====== SOURCE DOCUMENT

Isolated relays are not connected to any other circuit, so adding some external wiring makes them suitable for building very flexible and unique combinations of input/output configurations.

Given that the relays are isolated from each other, the terminals of each channel on the switch card are independent of the terminals of the other channels. As shown in Figure 5, each isolated Form A relay has two terminals. Two-pole isolated relays would have four terminals (two inputs and two outputs). A Form C isolated relay would have three terminals.

==Cold vs. hot switching==

The term cold switching indicates that a switch is activated with no signal applied. Therefore, no current will flow when the switch is closed, and no current will be interrupted when the switch is opened. In contrast, in hot switching, voltage is present and current will flow immediately once the contacts close. When the switch is opened, this current will be interrupted and can cause arcing.

Cold switching allows power to be applied to the device under test in a controlled manner. Its primary advantage is a longer switch life than hot switching (up to a thousand times more cycles than hot switching). Cold switching also eliminates arcing at the relay contacts and any radio frequency interference that might be caused by arcing. Hot switching might be necessary if close control must be exercised between the application of power and the making of the measurement. For example, hot switching is typically used where digital logic is involved, because devices might change state if power is interrupted even for a moment.

Hot switching may be necessary to ensure good contact closure with relatively large relays. The connection may not be reliable without the “wetting” action of the current through the contacts.

============
====== GIVEN ENTRIES

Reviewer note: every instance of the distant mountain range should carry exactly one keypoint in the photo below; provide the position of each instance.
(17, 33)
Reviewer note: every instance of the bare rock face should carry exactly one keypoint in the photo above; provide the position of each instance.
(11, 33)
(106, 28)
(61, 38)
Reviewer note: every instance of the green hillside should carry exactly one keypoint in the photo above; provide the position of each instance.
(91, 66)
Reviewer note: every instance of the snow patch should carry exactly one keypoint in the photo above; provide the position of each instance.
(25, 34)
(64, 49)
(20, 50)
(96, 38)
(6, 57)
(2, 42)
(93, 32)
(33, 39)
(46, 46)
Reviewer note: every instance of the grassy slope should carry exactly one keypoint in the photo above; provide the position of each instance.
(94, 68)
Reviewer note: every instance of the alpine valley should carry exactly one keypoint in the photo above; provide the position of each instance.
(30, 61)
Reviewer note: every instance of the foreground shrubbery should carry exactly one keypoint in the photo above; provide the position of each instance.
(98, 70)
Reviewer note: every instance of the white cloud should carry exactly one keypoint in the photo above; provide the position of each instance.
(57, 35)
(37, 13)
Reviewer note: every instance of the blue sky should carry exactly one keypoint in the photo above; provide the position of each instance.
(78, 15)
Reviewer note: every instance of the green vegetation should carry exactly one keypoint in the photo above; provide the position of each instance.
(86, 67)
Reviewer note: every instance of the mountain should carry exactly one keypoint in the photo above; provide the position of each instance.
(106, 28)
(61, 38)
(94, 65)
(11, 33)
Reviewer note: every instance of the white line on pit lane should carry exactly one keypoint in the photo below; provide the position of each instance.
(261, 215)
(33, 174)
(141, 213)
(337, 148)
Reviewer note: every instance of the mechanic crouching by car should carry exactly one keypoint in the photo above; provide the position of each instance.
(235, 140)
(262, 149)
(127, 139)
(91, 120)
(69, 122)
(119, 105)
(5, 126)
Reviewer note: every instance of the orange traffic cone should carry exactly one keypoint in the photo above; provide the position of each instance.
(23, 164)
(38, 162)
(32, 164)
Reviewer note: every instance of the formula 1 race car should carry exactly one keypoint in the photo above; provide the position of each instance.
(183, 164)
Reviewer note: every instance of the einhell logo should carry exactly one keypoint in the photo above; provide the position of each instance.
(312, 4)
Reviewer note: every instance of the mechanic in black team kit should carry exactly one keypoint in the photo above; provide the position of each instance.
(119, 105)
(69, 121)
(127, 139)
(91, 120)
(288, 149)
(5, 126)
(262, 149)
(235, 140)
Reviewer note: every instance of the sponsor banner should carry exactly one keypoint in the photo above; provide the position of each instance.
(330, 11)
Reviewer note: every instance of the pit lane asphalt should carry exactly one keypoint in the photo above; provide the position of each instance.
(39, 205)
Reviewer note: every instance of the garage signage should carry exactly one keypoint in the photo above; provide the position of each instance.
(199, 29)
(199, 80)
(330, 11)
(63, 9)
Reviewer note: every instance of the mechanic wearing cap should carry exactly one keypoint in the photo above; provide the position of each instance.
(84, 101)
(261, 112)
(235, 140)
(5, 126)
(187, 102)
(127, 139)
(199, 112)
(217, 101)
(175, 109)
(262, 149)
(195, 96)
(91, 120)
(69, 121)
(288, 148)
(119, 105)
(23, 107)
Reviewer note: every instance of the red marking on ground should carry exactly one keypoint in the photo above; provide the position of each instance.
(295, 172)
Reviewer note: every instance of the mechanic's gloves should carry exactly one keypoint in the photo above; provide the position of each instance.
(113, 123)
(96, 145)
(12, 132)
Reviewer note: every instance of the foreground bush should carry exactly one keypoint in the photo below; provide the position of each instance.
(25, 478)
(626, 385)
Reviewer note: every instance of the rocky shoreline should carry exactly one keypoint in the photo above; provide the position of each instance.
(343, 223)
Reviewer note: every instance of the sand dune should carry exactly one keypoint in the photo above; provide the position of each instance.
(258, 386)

============

WHAT YOU WILL DO.
**A)** According to the source document, how many terminals does a Form C isolated relay have?
**B)** Transcribe the portion of the source document between "Isolated relays are" and "of input/output configurations.", inclusive.

TASK-BY-TASK ANSWERS.
**A)** Three terminals.

**B)**
Isolated relays are not connected to any other circuit, so adding some external wiring makes them suitable for building very flexible and unique combinations of input/output configurations.